◆ **DIRECTIVES**
1. According to the post about the Thompson–Edwards debate, who will moderate it?
2. In the post about the Thompson–Edwards debate, which of these statements agree with it? (a) The debate is to take place at the Manufacturers' Association of Northwest Pennsylvania. (b) One commenter expects Edwards's mist cloud to be purple. (c) One commenter says they are making mutton and mead for dinner tonight.

::: EXCERPT

We’ve given you the Fred Thompson Facts and the John Edwards Facts, but what happens when the two collide? Apparently they will be debating each other at the Manufacturers’ Association of Northwest Pennsylvania with Tony Snow moderating.
Predictions?
I think Fred Thompson will just look at John Edwards, and then Edwards will explode into a fine red and yellow mist. Thompson will be declared the winner, be given Edwards giant house, and made king. Then there will be a dinner of mead and mutton and it will be awesome.
McCain / Thompson
I hope they have this on pay per view. I guarantee the image of silky wetting himself when Thompson appears will be a TiVo classic.
Mmmm… mead.
so… they’re having the VP debates already, are they?
man, these election cycles are getting longer and longer…
Edward’s blood is red? I think the mist cloud would be green. (blue and yellow)
I always pictured Pretty as a pink mist kind of fellow, myself.
Brown – Edwards is most definitely full of the brown stuff.
When Edwards comes out on stage, will he already be puking out of fear? I don’t really want him to ‘splode, it would be much more fun to watch Fred beat him like a pinata. I’ll bring the broom handle and my daughter has already volunteered to pin him down and tie him up for us.
That’s so fun that there is a debate for this year’s losers.
The puking and beating should still lead up to a nice rainbow mist cloud explosion at the end. Fatality – Finish him!
And I hope Fred utters the words: “The Republicans don’t take a dump without a plan, son.” at which point Edwards soils his britches while mumbling “Bring me my brown pants.”
I’m making mutton and mead for dinner tonight. Damn you.
It sounds like auditioning for the VP spot. What’s next?
Romney versus Gore?
Newt versus Billy Clinton?
Pee Wee Herman versus some Patton impersonator?
infinity (in·fin·i·ty)
n. pl. in·fin·i·ties
1. The quality or condition of being infinite.
2. Unbounded space, time, or quantity.

::::::
::: DATASET EXTRACT

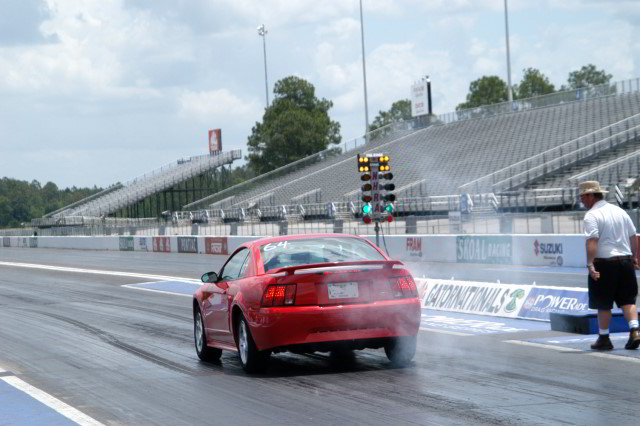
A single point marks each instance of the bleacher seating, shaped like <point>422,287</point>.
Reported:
<point>150,183</point>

::::::

◆ **TASK-BY-TASK RESULTS**
1. Tony Snow

2.
(a) Yes: "they will be debating each other at the Manufacturers’ Association of Northwest Pennsylvania"
(b) No: "I think the mist cloud would be green."
(c) Yes: "I’m making mutton and mead for dinner tonight."